Written exercise 1 -
How many lines in the entries contain the word "building"? Reply with the number alone.
Written exercise 2 -
Could you continue the SIMD aggregation thread from its last comment onward?

[Start of Selected excerpt]

Using SIMD to aggregate billions of values per second

bluestreak | 171 points

QuestDB co-founder and CTO here - happy to share questdb, a performance-driven open-source time-series database that uses SQL.

High performance databases have a reputation of being inaccessible. They are expensive, closed-source, and require complex proprietary languages.

We have made our code available under Apache 2.0. Under this new release, QuestDB leverages SIMD instructions, vectorizations and parallel execution to achieve performance figures at the top of the high-performance databases. Results are shown in our blog post.

I sincerely hope that you will find this helpful, and that this will unlock new possibilities! In the meantime, we will carry on working on QuestDB, adding more features, and taking this speed to more query types. Feel free to join us on slack or Github if you want to participate.

bluestreak | 4 years ago

It would be great if you include clickhouse in your benchmark. It also boasts heavy SIMD use and is free + open source.

polskibus | 4 years ago

not to hijack too much, but since this is on the topic of timeseries...i'm currently working on a fast* Canvas2D timeseries chart:

https://github.com/leeoniya/uPlot

* ~4,000 pts/ms on an i5 and integrated gpu

leeoniya | 4 years ago

Super interesting product I'll definitely be taking a deeper look at this when I'm at work tomorrow.

[End of Selected excerpt]
[Start of Materials provided]

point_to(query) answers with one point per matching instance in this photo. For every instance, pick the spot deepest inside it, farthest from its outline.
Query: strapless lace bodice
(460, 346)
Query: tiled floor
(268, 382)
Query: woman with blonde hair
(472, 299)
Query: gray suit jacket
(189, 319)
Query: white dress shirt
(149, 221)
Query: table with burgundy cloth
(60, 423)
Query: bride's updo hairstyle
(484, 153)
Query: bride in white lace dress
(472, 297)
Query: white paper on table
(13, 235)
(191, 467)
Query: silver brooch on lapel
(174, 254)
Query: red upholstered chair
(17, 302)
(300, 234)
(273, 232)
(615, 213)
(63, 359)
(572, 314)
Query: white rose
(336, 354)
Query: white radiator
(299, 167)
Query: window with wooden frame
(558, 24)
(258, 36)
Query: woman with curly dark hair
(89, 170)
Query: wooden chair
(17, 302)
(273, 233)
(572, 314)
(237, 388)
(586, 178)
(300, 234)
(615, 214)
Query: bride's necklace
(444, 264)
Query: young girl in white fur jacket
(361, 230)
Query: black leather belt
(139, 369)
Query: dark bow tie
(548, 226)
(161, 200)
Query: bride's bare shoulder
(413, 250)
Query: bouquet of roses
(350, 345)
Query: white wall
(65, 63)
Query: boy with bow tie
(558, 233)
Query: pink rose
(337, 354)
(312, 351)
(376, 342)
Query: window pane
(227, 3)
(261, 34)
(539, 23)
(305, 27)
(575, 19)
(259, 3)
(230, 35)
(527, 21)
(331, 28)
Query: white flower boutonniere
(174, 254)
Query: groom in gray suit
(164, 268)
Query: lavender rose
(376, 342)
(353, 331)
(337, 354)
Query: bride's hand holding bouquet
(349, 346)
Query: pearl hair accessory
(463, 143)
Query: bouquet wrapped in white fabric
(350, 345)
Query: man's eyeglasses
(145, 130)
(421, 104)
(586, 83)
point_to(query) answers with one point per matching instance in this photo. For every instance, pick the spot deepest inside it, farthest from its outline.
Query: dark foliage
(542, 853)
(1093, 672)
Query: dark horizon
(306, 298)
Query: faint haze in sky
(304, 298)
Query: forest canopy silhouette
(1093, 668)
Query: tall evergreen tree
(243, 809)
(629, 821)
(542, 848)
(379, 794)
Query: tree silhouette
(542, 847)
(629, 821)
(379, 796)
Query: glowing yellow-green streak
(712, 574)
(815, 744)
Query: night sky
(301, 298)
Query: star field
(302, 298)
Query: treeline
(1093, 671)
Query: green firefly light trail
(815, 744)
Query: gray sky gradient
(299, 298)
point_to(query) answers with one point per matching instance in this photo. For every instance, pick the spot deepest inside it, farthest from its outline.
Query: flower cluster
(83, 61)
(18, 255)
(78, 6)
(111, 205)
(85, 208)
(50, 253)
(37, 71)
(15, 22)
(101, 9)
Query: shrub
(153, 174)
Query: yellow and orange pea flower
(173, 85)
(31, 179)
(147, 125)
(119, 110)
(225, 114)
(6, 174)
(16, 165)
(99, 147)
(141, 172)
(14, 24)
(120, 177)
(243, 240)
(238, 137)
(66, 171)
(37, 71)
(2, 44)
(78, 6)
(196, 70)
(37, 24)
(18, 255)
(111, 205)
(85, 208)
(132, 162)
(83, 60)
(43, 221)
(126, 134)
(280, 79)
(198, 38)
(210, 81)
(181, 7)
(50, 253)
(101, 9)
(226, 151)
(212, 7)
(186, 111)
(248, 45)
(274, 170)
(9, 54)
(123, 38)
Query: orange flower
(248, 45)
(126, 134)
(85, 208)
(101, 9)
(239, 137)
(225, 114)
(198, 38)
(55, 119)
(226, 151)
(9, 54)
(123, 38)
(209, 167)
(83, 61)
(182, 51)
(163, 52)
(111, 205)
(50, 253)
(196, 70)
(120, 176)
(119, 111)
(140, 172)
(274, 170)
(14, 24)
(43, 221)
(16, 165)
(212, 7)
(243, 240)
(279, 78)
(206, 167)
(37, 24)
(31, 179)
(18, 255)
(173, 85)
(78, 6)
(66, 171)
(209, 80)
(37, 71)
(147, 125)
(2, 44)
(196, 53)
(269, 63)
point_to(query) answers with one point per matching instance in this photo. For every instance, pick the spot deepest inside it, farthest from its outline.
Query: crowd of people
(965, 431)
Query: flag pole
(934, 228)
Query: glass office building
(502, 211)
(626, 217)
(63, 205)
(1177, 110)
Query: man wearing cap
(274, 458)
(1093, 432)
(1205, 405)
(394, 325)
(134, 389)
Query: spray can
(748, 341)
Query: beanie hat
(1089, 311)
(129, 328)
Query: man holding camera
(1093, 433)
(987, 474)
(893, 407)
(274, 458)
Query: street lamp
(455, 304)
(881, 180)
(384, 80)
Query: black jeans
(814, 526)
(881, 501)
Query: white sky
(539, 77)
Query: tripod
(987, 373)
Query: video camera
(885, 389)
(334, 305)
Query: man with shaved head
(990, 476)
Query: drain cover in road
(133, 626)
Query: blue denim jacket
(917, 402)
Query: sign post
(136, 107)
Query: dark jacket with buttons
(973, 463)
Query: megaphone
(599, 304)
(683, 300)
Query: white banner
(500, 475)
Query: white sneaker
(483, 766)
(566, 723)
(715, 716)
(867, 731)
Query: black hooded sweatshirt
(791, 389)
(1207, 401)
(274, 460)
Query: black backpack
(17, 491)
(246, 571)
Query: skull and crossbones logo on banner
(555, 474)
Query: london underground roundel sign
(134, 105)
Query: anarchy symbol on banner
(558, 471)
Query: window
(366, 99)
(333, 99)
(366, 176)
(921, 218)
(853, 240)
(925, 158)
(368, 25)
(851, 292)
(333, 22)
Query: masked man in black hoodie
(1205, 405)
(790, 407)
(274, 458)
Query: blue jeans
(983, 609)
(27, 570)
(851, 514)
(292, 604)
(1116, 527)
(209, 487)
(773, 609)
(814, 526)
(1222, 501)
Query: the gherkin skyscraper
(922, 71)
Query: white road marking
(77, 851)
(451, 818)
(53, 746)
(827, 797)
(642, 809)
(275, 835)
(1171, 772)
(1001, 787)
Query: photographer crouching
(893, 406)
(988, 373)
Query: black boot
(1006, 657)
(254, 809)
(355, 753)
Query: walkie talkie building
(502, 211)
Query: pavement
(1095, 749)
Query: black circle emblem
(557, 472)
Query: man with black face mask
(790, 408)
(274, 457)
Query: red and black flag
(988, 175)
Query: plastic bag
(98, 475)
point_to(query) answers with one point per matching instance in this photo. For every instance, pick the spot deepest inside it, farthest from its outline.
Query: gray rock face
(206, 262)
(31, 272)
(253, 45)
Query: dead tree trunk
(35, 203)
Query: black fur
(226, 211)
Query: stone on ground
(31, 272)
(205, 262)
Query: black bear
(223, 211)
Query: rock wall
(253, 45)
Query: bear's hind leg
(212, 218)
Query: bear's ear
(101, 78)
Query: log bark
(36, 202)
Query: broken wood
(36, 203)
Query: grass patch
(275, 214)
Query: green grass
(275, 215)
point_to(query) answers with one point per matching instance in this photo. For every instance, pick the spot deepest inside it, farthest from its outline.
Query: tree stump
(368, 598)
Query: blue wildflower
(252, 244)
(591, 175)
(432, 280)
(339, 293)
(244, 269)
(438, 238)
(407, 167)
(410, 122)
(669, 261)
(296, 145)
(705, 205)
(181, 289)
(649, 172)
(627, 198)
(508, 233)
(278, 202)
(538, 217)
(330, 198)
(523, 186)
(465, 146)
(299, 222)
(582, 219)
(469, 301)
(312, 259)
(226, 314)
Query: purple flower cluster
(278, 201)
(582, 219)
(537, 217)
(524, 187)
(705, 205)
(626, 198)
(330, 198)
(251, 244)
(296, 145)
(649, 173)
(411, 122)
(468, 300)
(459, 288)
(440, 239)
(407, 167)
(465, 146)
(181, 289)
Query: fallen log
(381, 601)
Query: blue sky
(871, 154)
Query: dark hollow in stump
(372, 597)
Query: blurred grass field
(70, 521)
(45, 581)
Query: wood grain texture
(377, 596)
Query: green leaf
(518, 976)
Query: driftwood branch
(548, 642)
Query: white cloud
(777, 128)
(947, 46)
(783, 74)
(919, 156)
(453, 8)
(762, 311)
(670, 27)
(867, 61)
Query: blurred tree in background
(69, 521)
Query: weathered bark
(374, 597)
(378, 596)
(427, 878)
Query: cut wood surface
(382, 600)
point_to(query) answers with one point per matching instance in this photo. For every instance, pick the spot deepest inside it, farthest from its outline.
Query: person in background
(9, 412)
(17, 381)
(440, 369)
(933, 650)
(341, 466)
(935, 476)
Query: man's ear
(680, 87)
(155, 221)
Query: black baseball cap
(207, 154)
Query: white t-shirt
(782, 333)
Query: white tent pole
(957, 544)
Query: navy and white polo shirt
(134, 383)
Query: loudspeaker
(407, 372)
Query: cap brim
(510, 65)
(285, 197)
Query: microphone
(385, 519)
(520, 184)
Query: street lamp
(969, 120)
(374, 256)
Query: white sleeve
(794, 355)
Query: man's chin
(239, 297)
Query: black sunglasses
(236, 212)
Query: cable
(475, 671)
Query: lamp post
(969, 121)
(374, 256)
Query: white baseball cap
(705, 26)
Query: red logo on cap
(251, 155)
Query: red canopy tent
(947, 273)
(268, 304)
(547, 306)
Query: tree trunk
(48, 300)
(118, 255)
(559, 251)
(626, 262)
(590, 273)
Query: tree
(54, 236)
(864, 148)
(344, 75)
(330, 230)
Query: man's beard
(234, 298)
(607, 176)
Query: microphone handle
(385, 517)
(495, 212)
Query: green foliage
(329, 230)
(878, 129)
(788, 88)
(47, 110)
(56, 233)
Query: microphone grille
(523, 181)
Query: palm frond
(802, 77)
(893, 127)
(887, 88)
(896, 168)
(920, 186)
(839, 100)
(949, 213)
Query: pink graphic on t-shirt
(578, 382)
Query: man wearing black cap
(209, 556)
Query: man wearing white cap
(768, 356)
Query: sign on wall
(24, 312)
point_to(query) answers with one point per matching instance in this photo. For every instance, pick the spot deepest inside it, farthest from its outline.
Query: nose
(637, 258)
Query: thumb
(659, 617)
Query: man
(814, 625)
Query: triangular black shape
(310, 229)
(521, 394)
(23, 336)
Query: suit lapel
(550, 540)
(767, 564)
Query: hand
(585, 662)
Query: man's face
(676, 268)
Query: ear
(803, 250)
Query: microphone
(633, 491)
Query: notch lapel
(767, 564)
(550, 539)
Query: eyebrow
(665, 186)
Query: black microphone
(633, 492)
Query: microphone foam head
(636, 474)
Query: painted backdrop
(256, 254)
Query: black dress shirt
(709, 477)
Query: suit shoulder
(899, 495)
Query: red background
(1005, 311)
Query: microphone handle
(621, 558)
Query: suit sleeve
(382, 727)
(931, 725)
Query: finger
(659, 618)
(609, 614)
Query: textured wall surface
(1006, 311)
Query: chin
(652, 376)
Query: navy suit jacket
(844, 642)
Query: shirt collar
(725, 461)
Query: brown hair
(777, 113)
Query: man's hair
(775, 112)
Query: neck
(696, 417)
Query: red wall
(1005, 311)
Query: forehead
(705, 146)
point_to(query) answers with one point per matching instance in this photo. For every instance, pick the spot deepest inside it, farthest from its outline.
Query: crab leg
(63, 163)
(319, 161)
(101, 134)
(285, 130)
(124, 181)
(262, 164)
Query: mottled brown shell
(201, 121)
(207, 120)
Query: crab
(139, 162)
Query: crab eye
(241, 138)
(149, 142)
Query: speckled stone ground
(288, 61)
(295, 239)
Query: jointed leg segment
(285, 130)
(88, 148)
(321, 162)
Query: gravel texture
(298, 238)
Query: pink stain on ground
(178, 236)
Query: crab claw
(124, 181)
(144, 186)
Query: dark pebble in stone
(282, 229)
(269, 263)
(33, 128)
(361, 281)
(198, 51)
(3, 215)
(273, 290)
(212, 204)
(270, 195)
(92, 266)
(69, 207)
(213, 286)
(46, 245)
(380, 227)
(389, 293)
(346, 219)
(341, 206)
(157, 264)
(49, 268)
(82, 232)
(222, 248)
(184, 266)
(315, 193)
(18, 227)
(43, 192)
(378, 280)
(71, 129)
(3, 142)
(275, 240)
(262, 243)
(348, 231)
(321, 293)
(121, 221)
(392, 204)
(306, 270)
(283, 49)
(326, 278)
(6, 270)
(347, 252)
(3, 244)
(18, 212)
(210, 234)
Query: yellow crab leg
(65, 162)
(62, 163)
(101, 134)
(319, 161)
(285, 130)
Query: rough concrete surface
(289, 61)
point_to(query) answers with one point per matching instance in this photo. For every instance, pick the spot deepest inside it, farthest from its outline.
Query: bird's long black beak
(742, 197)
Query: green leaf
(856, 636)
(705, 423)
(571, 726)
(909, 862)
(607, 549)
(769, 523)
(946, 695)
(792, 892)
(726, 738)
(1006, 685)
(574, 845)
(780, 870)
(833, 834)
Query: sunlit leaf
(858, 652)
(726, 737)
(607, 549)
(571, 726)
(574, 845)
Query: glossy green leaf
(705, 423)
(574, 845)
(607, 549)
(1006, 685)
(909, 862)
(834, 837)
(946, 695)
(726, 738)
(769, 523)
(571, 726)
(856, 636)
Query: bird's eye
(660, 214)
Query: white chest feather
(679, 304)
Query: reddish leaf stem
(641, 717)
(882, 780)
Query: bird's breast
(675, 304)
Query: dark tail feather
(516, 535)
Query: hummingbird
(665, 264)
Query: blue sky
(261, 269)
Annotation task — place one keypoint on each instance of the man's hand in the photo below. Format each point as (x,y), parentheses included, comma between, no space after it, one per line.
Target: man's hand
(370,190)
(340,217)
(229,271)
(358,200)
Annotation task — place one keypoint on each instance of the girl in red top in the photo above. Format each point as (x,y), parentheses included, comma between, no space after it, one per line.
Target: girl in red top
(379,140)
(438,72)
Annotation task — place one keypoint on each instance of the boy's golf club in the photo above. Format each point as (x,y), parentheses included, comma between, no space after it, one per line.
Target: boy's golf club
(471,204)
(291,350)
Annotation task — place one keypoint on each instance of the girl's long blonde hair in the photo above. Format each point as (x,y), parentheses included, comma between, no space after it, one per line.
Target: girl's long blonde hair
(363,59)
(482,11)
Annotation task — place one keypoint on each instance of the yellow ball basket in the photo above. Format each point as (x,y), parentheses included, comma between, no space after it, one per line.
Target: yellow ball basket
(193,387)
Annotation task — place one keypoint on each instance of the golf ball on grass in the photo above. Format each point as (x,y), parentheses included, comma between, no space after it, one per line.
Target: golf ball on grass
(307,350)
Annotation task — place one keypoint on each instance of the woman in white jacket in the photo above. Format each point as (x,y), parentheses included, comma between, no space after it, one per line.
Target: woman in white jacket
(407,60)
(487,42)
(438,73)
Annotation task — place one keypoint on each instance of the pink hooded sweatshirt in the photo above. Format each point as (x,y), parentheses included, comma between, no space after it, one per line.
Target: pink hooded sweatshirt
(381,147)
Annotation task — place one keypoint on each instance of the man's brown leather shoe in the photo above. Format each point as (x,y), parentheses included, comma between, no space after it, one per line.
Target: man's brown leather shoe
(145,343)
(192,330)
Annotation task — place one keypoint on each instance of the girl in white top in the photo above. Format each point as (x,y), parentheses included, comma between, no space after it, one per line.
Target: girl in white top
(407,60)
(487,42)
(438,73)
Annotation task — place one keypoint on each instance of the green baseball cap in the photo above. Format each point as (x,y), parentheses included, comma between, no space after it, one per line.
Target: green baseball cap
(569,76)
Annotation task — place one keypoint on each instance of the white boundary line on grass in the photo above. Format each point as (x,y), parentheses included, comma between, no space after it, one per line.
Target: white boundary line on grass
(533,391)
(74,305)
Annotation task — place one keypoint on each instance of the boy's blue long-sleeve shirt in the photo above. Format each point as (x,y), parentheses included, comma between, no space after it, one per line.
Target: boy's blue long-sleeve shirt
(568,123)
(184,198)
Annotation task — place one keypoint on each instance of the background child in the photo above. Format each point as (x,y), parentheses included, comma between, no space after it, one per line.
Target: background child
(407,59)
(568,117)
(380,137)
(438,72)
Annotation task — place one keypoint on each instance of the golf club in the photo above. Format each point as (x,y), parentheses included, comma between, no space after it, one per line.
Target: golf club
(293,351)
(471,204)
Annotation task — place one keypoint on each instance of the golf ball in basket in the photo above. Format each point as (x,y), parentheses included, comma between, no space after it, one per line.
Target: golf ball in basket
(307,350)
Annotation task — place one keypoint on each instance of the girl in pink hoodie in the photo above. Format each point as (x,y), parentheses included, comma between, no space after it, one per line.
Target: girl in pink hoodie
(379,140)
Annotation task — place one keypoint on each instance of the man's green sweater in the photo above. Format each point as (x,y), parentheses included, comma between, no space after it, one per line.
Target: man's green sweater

[End of Materials provided]

Reply 1 -
2

Reply 2 -
I notice all your comparisons are with floating point and integer types. I was recently looking at SIMD as a possible way to speed up some of our calculations. But we create financial software and most data is typically stored as decimals not floating points to avoid problems with binary floating point precision during calculations.

Does quest handle decimals, just without the SIMD speed up?

Is this just a dead end? Are there any SIMD implementations that deal with decimal numbers? I considered Hacky workarounds like using integer based types internally and then treating them as as fixed point decimals for display but that doesn't give enough range for my purposes.

SimonPStevens | 4 years ago

So how does it compare to Clickhouse?

jmakov | 4 years ago

Cool. I see you're doing a regular (not compensated) horizontal sum in a loop. Horizontal sums are slow, but I'm guessing you wanted to have exactly the same result as if the sum was calculated sequentially (for doubles)? Do you know if any databases use more accurate summation methods (compensated summation)?

zbjornson | 4 years ago

I came across QuestDB in the past, but never tried myself. At my company, we use kx and onetick. Could you please elaborate why you are also comparing with Postgres since it's not really a time-series database nor revendicating to be part of the "high performance" club?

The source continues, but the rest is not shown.